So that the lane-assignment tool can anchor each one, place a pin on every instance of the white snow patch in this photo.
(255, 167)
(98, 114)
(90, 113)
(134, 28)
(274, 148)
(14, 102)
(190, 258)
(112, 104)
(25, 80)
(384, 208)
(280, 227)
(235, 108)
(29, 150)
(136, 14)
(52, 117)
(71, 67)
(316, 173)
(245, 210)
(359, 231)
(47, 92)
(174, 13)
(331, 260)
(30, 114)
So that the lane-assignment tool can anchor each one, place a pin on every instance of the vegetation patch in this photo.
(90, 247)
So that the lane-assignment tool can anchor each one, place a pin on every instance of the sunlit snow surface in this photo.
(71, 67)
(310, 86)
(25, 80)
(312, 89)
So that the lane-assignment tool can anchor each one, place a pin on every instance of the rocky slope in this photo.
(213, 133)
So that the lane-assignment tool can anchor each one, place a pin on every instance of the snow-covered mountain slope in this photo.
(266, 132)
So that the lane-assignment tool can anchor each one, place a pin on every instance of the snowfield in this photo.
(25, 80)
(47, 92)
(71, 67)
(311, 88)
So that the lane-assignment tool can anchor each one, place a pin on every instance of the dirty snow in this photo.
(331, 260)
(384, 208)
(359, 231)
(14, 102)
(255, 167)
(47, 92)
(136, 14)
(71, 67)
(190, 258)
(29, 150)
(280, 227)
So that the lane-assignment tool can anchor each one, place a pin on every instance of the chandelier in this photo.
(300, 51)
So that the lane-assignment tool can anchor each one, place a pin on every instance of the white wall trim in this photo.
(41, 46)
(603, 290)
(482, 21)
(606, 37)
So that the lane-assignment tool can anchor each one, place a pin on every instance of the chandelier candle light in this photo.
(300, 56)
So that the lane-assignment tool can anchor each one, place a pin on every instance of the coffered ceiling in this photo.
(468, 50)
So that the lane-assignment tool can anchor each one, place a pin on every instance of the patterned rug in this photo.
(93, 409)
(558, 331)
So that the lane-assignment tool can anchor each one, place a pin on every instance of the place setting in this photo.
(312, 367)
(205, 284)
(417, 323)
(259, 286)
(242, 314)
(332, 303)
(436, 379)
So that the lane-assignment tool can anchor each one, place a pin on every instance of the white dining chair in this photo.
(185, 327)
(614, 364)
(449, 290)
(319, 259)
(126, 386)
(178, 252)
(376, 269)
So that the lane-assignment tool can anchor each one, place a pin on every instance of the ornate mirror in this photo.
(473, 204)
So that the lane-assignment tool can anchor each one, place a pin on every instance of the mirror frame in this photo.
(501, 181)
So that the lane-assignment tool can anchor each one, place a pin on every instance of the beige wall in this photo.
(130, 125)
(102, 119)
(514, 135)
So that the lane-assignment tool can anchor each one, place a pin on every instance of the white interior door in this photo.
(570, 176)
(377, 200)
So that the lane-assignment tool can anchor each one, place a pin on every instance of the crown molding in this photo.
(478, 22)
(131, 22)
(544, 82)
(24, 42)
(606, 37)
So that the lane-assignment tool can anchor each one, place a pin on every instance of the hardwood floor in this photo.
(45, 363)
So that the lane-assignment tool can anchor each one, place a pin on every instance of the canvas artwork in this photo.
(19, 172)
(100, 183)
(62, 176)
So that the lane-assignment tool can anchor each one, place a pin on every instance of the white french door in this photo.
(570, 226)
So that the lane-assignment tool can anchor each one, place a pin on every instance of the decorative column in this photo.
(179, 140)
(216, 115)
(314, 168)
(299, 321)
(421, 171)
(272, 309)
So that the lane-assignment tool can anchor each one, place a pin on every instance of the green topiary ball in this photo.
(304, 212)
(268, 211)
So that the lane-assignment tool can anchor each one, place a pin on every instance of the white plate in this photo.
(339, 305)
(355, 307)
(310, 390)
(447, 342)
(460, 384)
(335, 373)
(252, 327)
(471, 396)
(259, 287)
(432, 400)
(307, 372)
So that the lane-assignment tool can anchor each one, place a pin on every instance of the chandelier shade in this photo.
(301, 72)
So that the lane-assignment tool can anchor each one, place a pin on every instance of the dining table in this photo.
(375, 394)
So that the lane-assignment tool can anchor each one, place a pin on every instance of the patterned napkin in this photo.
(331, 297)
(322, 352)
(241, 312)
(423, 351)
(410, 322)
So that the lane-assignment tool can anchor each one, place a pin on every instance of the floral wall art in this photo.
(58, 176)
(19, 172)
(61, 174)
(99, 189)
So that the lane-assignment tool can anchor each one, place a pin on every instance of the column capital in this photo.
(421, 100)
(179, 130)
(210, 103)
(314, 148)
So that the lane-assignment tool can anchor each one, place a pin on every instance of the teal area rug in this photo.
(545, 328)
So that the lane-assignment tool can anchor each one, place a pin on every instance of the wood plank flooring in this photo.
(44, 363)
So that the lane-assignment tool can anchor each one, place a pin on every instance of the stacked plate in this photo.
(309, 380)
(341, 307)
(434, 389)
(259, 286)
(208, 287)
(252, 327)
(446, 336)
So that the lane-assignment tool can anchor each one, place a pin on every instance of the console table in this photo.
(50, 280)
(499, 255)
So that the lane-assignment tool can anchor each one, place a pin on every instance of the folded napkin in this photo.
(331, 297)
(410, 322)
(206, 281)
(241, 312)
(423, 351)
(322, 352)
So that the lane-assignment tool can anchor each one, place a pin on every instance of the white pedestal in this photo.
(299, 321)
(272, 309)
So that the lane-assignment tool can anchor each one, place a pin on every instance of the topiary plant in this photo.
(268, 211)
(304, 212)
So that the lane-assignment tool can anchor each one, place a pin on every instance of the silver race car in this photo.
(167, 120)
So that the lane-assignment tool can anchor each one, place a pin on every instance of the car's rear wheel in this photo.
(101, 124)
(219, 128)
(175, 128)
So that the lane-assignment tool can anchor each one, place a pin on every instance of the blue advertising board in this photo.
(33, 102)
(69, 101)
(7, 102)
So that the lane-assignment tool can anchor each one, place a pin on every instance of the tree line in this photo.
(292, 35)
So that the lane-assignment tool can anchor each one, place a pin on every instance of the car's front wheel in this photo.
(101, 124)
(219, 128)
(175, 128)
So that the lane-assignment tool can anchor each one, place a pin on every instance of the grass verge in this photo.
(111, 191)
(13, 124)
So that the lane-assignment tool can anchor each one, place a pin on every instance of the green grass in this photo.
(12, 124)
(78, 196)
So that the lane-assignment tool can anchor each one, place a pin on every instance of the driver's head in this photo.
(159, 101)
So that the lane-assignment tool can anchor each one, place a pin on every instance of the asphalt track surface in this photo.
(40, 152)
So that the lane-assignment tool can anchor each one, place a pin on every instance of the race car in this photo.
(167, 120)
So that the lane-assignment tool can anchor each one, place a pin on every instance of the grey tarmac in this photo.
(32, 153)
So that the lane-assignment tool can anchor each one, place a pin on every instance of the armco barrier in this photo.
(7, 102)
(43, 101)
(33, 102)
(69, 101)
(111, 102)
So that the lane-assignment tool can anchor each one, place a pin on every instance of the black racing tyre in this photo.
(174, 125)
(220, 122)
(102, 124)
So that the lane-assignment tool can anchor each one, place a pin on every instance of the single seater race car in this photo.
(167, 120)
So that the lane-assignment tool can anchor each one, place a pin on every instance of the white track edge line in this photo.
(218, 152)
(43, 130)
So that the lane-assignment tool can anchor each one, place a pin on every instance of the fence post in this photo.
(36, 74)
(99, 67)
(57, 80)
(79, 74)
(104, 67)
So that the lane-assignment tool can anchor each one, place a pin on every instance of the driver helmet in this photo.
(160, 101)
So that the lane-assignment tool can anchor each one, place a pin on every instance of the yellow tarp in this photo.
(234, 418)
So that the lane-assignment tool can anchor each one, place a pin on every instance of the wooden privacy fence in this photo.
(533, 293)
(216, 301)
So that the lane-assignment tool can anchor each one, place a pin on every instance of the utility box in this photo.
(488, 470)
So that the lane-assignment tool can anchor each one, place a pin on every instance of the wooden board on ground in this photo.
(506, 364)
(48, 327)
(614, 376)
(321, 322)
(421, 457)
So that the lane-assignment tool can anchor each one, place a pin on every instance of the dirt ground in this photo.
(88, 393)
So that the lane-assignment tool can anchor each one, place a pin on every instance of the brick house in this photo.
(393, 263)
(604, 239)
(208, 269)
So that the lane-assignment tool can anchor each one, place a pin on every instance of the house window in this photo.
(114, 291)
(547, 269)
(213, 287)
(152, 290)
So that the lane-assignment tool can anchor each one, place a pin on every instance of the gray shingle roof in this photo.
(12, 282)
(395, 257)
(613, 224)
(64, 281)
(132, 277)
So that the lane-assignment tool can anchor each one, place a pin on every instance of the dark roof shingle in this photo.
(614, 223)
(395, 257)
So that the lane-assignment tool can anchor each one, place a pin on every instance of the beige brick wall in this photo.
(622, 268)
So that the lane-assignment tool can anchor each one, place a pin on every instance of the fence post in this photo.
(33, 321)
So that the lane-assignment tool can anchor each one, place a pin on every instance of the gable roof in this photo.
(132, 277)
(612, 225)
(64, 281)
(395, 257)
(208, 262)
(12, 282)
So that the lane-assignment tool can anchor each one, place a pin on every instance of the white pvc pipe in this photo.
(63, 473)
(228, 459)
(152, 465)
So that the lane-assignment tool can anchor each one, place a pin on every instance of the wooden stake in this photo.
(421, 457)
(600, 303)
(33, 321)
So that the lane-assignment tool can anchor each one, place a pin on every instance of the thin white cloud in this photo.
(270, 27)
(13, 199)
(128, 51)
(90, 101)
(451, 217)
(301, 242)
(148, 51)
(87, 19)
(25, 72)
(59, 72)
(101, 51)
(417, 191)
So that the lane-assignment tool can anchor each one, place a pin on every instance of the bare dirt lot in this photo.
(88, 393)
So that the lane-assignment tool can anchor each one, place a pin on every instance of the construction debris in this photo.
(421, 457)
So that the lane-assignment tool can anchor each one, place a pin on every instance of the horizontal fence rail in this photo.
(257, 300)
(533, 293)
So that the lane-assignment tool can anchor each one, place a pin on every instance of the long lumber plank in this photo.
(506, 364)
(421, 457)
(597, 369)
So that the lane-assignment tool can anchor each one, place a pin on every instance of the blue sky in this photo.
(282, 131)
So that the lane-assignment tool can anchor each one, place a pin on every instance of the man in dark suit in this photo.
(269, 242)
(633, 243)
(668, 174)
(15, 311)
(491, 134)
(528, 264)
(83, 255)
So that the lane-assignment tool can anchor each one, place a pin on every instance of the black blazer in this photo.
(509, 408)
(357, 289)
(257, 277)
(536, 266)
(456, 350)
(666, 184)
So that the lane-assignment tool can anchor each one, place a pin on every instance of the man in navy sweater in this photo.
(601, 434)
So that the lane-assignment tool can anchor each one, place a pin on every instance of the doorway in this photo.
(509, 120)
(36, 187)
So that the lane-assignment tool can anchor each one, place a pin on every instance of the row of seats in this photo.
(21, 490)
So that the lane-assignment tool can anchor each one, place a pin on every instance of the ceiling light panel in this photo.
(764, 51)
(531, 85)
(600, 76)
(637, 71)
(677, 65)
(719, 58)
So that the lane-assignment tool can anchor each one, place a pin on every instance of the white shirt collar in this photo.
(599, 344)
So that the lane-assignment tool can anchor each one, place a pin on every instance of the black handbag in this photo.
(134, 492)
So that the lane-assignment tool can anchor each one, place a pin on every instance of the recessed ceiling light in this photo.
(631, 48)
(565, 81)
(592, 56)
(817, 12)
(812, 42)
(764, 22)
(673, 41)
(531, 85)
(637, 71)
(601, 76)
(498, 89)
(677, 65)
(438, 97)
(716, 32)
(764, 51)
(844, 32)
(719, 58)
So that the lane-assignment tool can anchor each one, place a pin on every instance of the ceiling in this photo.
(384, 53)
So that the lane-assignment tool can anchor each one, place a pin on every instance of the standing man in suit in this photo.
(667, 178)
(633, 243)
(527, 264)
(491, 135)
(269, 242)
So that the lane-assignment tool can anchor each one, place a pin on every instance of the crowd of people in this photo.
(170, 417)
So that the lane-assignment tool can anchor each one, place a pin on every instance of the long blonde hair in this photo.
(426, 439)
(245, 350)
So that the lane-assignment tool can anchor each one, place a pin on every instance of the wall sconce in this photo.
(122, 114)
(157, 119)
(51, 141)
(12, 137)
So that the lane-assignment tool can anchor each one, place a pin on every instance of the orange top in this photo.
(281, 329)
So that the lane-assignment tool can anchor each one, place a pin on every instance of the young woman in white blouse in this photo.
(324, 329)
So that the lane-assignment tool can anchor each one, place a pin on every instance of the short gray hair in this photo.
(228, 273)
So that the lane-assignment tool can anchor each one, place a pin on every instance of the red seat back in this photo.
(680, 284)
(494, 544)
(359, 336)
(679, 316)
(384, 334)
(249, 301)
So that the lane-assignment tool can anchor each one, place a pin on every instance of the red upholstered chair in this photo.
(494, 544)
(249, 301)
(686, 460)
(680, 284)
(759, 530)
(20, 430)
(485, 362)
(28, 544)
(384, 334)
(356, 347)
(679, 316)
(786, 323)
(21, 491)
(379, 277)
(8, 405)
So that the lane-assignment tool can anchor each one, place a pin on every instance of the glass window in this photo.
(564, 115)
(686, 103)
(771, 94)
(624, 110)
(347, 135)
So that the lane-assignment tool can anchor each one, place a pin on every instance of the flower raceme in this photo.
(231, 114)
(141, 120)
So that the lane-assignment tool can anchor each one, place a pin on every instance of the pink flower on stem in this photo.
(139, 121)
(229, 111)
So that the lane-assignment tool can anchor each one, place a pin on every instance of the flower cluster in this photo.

⁂

• **Exercise directions**: Copy, character for character, the lines from the line that holds "sconce in this photo." through the final line of the records above.

• **Full solution**:
So that the lane-assignment tool can anchor each one, place a pin on every instance of the wall sconce in this photo.
(122, 114)
(157, 119)
(51, 141)
(12, 137)
So that the lane-assignment tool can anchor each one, place a pin on every instance of the orange top in this photo.
(281, 329)
So that the lane-assignment tool can anchor each one, place a pin on every instance of the young woman in white blouse in this photo.
(324, 329)
So that the lane-assignment tool can anchor each one, place a pin on every instance of the short gray hair in this photo.
(228, 273)
So that the lane-assignment tool can anchor each one, place a pin on every instance of the red seat back in this photo.
(680, 284)
(494, 544)
(359, 336)
(679, 316)
(384, 334)
(249, 301)
So that the lane-assignment tool can anchor each one, place a pin on every instance of the red upholstered chair in this photo.
(494, 544)
(249, 301)
(686, 460)
(680, 284)
(759, 530)
(20, 430)
(485, 362)
(28, 544)
(384, 334)
(356, 347)
(679, 316)
(786, 323)
(21, 491)
(379, 277)
(8, 405)
So that the lane-assignment tool can anchor each one, place a pin on every instance of the glass window in this photo.
(564, 115)
(686, 103)
(771, 94)
(624, 110)
(347, 135)
So that the lane-assignment tool can anchor each one, place a pin on every instance of the flower raceme in this photo.
(231, 114)
(141, 120)
So that the lane-assignment tool can anchor each one, place a pin on every instance of the pink flower on stem in this photo.
(139, 121)
(229, 111)
So that the lane-assignment tool can anchor each one, place a pin on every instance of the flower cluster in this photo.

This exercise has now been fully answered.